▶ [Action item] The answer should be every line below, repeated exactly, with the images left out.

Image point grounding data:
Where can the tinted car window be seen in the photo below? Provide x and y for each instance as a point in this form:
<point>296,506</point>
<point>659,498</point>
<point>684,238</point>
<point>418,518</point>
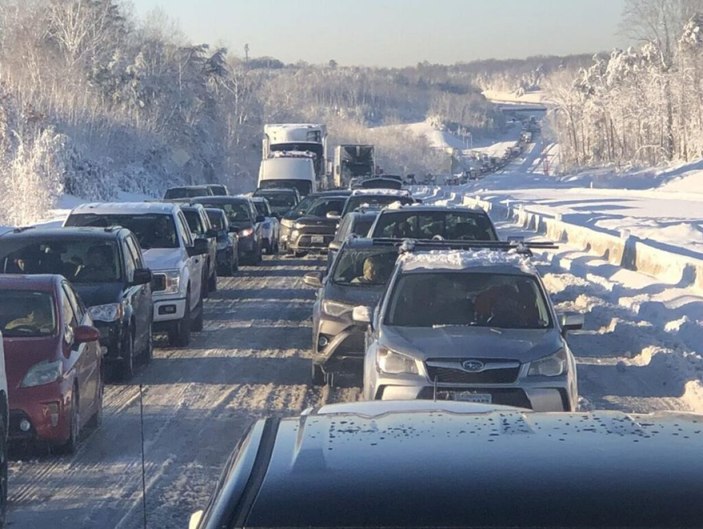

▶ [Result]
Where can the tinted car window be seen in the photo below? Provide x and y for each instance as a point in this form:
<point>296,506</point>
<point>659,498</point>
<point>684,238</point>
<point>418,518</point>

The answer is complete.